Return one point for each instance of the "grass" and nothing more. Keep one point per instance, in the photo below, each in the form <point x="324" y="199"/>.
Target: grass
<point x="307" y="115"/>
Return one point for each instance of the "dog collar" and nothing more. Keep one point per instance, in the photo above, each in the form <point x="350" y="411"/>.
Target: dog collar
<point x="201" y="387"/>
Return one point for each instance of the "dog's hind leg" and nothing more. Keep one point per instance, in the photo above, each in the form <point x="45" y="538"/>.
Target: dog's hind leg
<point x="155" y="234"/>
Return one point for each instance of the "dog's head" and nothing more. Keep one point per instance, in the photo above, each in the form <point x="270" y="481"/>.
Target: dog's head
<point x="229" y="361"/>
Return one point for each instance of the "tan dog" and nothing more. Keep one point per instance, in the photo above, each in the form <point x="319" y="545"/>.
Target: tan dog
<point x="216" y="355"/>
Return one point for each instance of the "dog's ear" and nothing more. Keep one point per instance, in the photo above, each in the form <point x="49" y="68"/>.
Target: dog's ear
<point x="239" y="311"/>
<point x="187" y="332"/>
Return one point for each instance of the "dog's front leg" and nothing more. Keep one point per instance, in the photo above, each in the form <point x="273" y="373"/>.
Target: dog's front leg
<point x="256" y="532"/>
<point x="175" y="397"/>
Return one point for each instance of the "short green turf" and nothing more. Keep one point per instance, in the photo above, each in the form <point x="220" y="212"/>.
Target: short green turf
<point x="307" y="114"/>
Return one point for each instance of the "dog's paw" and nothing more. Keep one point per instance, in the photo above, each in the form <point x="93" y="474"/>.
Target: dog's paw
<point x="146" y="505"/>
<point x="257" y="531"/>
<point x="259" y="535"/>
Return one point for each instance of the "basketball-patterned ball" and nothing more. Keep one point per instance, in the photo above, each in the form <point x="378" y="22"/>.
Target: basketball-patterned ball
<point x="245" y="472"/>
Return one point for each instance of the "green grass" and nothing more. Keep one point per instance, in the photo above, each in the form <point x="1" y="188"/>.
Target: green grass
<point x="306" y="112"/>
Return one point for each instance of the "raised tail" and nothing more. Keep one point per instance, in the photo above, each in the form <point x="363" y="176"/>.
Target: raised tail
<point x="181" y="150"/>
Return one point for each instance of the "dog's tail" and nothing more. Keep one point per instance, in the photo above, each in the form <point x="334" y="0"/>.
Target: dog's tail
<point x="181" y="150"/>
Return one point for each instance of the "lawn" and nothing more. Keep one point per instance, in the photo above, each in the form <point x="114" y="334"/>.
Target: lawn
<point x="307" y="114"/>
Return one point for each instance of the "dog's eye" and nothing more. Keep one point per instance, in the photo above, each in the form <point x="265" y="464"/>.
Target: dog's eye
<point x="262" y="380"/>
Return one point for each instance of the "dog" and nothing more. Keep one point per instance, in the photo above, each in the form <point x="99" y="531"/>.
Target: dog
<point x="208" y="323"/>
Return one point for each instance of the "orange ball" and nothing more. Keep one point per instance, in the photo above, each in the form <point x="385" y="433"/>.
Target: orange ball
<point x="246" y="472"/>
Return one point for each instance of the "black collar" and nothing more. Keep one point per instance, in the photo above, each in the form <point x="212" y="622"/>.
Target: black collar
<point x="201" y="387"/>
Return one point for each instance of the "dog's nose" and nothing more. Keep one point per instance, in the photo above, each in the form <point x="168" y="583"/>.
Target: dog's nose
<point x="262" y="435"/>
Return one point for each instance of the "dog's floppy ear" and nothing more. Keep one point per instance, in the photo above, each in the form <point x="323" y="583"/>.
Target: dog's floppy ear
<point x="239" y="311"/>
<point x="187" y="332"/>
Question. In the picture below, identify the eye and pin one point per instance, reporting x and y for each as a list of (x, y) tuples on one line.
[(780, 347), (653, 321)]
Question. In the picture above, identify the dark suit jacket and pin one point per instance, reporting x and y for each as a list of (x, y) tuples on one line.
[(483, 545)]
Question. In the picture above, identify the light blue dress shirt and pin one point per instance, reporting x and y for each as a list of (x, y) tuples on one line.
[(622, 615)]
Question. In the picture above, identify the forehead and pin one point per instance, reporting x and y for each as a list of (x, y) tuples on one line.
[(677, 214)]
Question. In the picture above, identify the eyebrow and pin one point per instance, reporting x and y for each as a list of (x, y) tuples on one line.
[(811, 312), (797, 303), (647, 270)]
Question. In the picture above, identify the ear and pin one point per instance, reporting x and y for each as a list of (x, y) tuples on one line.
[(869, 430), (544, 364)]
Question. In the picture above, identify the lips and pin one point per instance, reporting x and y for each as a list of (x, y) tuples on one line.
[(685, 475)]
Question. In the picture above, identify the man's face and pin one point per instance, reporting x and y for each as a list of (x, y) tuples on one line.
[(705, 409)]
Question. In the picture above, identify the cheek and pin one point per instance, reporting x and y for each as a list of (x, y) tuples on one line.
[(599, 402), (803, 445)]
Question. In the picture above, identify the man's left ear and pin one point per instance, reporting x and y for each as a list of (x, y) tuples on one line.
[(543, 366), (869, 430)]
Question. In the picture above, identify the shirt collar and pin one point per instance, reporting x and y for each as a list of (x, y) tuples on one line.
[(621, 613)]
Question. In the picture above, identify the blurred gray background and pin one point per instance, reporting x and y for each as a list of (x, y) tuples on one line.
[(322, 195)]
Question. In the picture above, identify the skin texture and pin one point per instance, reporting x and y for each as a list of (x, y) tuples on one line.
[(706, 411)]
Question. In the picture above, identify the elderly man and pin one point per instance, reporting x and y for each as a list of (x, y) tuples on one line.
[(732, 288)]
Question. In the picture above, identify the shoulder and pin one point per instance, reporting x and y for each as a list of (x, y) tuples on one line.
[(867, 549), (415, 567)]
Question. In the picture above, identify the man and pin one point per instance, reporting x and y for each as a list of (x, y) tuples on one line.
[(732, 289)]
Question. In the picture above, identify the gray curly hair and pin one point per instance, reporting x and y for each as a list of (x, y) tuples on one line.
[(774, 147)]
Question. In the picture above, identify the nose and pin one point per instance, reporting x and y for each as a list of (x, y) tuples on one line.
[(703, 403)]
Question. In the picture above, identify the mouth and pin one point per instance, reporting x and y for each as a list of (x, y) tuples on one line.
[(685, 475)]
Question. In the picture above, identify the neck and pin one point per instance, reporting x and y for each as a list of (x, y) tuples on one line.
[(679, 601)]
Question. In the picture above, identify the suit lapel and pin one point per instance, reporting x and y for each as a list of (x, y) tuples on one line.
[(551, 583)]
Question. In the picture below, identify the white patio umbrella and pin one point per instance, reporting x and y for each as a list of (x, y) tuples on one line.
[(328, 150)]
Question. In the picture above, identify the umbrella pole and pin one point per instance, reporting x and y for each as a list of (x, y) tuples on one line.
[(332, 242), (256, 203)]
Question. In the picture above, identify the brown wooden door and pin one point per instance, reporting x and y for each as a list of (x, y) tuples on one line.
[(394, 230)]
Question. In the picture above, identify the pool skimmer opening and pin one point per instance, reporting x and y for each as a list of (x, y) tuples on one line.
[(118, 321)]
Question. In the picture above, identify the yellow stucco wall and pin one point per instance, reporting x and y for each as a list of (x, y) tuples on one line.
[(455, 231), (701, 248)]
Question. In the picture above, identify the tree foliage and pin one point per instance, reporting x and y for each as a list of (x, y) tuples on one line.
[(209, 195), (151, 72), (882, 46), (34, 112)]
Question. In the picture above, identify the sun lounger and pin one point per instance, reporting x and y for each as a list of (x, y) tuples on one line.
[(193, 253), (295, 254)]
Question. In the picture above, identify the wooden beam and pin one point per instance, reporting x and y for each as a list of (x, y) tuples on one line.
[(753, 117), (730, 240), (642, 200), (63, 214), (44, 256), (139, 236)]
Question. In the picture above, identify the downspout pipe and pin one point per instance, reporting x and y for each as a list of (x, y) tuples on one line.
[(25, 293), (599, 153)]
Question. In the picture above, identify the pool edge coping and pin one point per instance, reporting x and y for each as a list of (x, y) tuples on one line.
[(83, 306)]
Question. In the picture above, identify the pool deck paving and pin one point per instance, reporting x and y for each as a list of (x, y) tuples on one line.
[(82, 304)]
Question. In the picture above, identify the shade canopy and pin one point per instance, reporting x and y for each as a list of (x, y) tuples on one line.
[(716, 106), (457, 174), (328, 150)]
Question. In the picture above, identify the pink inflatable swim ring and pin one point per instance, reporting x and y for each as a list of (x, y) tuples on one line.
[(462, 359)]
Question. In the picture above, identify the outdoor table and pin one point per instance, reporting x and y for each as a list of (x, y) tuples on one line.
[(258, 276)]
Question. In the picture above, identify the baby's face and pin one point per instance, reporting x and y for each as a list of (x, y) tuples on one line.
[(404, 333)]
———
Format the records starting at the line containing "Question. In the picture above, identify the neck" and ending at the line containing "[(209, 195), (151, 72), (882, 46), (34, 112)]" as a two-column CSV with the columns text and answer, one row per record, each value in a single quoted field with line breaks replaced by spaces.

text,answer
"Question. In the picture above, identify the neck and pin one point per instance, reporting x and y for each as a list of (x, y) tuples on one line.","[(679, 601)]"
"Question. In the picture above, identify the suit lapel and pin one point per instance, reporting x and y for each as a list of (x, y) tuples on one line.","[(551, 583)]"
"Question. In the picture below, identify the white patio umbrella and pin one point per instance, reporting x and y for each as a list of (x, y) tuples on one line.","[(328, 150)]"
"Question. In the picture above, identify the umbrella pole and pin one point per instance, reporting x and y for each as a list of (x, y) tuples on one line.","[(332, 242), (256, 203)]"
"Question. In the picture above, identify the brown wooden door and pin one point per instance, reporting x and y for each as a list of (x, y) tuples on one line.","[(394, 230)]"
"Question. In the picture above, identify the pool skimmer opening and pin one point per instance, reporting x and y for each as a list of (x, y) tuples on one line.","[(118, 321)]"
"Question. In the picture above, identify the yellow stucco wall and pin one point per instance, reporting x and y for each as a list of (x, y) tuples on one line.","[(455, 231), (701, 248)]"
"Question. In the picture above, identify the tree foliage and pin one point per instance, reporting x and y for each as a list of (x, y) tuples on one line.","[(209, 195), (151, 72), (882, 46), (34, 112)]"